-- Begin INFORMATION PROVIDED --

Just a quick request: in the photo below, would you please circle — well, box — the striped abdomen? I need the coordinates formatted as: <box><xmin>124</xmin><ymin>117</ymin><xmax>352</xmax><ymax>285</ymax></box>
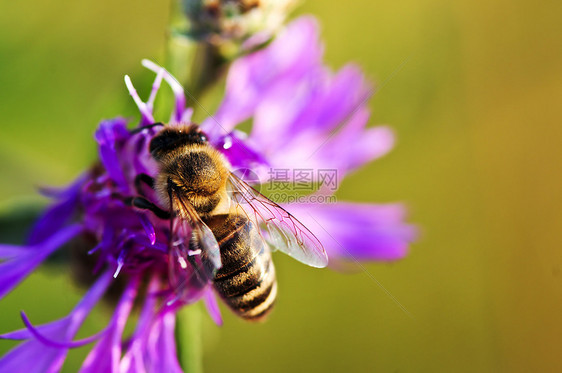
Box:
<box><xmin>207</xmin><ymin>215</ymin><xmax>277</xmax><ymax>320</ymax></box>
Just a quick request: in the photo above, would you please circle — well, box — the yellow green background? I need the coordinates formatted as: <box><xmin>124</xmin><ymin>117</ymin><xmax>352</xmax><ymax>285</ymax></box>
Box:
<box><xmin>0</xmin><ymin>0</ymin><xmax>562</xmax><ymax>372</ymax></box>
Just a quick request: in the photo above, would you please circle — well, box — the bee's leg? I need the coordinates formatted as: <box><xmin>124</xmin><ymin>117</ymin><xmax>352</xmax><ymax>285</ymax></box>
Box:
<box><xmin>135</xmin><ymin>174</ymin><xmax>154</xmax><ymax>195</ymax></box>
<box><xmin>129</xmin><ymin>122</ymin><xmax>164</xmax><ymax>135</ymax></box>
<box><xmin>123</xmin><ymin>197</ymin><xmax>170</xmax><ymax>220</ymax></box>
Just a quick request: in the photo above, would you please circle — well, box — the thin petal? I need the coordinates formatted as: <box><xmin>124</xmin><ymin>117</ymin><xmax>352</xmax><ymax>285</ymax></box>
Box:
<box><xmin>80</xmin><ymin>279</ymin><xmax>138</xmax><ymax>372</ymax></box>
<box><xmin>27</xmin><ymin>172</ymin><xmax>90</xmax><ymax>245</ymax></box>
<box><xmin>0</xmin><ymin>224</ymin><xmax>82</xmax><ymax>298</ymax></box>
<box><xmin>0</xmin><ymin>272</ymin><xmax>111</xmax><ymax>373</ymax></box>
<box><xmin>287</xmin><ymin>203</ymin><xmax>417</xmax><ymax>261</ymax></box>
<box><xmin>203</xmin><ymin>17</ymin><xmax>323</xmax><ymax>135</ymax></box>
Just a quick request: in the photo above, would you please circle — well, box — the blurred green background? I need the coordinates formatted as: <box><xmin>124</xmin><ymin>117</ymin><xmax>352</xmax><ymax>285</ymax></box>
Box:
<box><xmin>0</xmin><ymin>0</ymin><xmax>562</xmax><ymax>372</ymax></box>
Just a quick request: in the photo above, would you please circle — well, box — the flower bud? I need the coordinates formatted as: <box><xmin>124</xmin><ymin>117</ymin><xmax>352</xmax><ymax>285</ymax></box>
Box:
<box><xmin>181</xmin><ymin>0</ymin><xmax>297</xmax><ymax>45</ymax></box>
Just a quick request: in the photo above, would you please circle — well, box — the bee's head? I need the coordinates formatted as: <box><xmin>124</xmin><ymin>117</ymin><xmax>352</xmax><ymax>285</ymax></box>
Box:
<box><xmin>149</xmin><ymin>124</ymin><xmax>207</xmax><ymax>160</ymax></box>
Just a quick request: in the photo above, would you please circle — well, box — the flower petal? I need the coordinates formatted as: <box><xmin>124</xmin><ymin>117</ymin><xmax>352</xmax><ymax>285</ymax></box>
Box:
<box><xmin>287</xmin><ymin>203</ymin><xmax>417</xmax><ymax>261</ymax></box>
<box><xmin>80</xmin><ymin>278</ymin><xmax>139</xmax><ymax>372</ymax></box>
<box><xmin>0</xmin><ymin>224</ymin><xmax>82</xmax><ymax>299</ymax></box>
<box><xmin>0</xmin><ymin>271</ymin><xmax>111</xmax><ymax>373</ymax></box>
<box><xmin>202</xmin><ymin>17</ymin><xmax>323</xmax><ymax>135</ymax></box>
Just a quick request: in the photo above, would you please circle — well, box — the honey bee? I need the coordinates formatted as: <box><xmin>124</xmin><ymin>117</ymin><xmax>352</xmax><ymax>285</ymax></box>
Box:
<box><xmin>129</xmin><ymin>123</ymin><xmax>328</xmax><ymax>321</ymax></box>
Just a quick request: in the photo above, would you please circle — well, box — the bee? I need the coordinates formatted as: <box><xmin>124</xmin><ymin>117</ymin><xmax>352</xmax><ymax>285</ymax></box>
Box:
<box><xmin>129</xmin><ymin>123</ymin><xmax>328</xmax><ymax>321</ymax></box>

-- End INFORMATION PROVIDED --

PROMPT: Reproduce every item above word for word and leave out the picture.

EXERCISE ANSWER:
Just a quick request: in the photo below, would you please circle — well, box — the striped abdomen? I need the coordinates formatted as: <box><xmin>124</xmin><ymin>117</ymin><xmax>352</xmax><ymax>285</ymax></box>
Box:
<box><xmin>207</xmin><ymin>215</ymin><xmax>277</xmax><ymax>320</ymax></box>
Just a quick request: in the photo above, would you please circle — well, box — the yellow green background? I need the coordinates formatted as: <box><xmin>124</xmin><ymin>117</ymin><xmax>352</xmax><ymax>285</ymax></box>
Box:
<box><xmin>0</xmin><ymin>0</ymin><xmax>562</xmax><ymax>372</ymax></box>
Just a quick request: in the photo above, would you please circle — well, box — the bee's leg? I need the coordinates formatted as: <box><xmin>124</xmin><ymin>117</ymin><xmax>352</xmax><ymax>285</ymax></box>
Box:
<box><xmin>135</xmin><ymin>174</ymin><xmax>154</xmax><ymax>195</ymax></box>
<box><xmin>129</xmin><ymin>122</ymin><xmax>164</xmax><ymax>135</ymax></box>
<box><xmin>123</xmin><ymin>197</ymin><xmax>170</xmax><ymax>220</ymax></box>
Just a quick request: in the photo above, would you please circle — well, box — the thin petal? I need the coordinates formatted as: <box><xmin>124</xmin><ymin>117</ymin><xmax>352</xmax><ymax>285</ymax></box>
Box:
<box><xmin>80</xmin><ymin>279</ymin><xmax>138</xmax><ymax>372</ymax></box>
<box><xmin>27</xmin><ymin>172</ymin><xmax>90</xmax><ymax>245</ymax></box>
<box><xmin>0</xmin><ymin>224</ymin><xmax>82</xmax><ymax>298</ymax></box>
<box><xmin>0</xmin><ymin>272</ymin><xmax>111</xmax><ymax>373</ymax></box>
<box><xmin>287</xmin><ymin>203</ymin><xmax>417</xmax><ymax>261</ymax></box>
<box><xmin>203</xmin><ymin>17</ymin><xmax>323</xmax><ymax>135</ymax></box>
Just a quick request: in the photo above, would you please circle — well, box — the blurred green background? I need the coordinates formatted as: <box><xmin>124</xmin><ymin>117</ymin><xmax>352</xmax><ymax>285</ymax></box>
Box:
<box><xmin>0</xmin><ymin>0</ymin><xmax>562</xmax><ymax>372</ymax></box>
Just a quick request: in the photo above, would you please circle — well, box — the flower bud? I need the coordinates formatted as: <box><xmin>124</xmin><ymin>117</ymin><xmax>352</xmax><ymax>285</ymax></box>
Box:
<box><xmin>181</xmin><ymin>0</ymin><xmax>297</xmax><ymax>45</ymax></box>
Just a quick request: in the photo above, would you please circle — well, box — the bee's head? I need the coordinates formatted as: <box><xmin>124</xmin><ymin>117</ymin><xmax>352</xmax><ymax>285</ymax></box>
Box:
<box><xmin>149</xmin><ymin>124</ymin><xmax>207</xmax><ymax>160</ymax></box>
Just a quick request: in the photo above, would you please circle — well, box — the flower petal? I need the coordinates formatted as: <box><xmin>124</xmin><ymin>117</ymin><xmax>352</xmax><ymax>285</ymax></box>
Box:
<box><xmin>287</xmin><ymin>203</ymin><xmax>417</xmax><ymax>261</ymax></box>
<box><xmin>80</xmin><ymin>278</ymin><xmax>139</xmax><ymax>372</ymax></box>
<box><xmin>0</xmin><ymin>224</ymin><xmax>82</xmax><ymax>299</ymax></box>
<box><xmin>0</xmin><ymin>271</ymin><xmax>111</xmax><ymax>373</ymax></box>
<box><xmin>202</xmin><ymin>17</ymin><xmax>323</xmax><ymax>135</ymax></box>
Just a quick request: in the photo above, would you please circle — well, box — the honey bee? I need the coordinates formatted as: <box><xmin>124</xmin><ymin>117</ymin><xmax>352</xmax><ymax>285</ymax></box>
Box:
<box><xmin>129</xmin><ymin>123</ymin><xmax>328</xmax><ymax>321</ymax></box>
Just a quick request: in the photo above, would you please circle — well, box — the bee? I need the coordinates formatted as: <box><xmin>124</xmin><ymin>117</ymin><xmax>352</xmax><ymax>285</ymax></box>
Box:
<box><xmin>129</xmin><ymin>123</ymin><xmax>328</xmax><ymax>321</ymax></box>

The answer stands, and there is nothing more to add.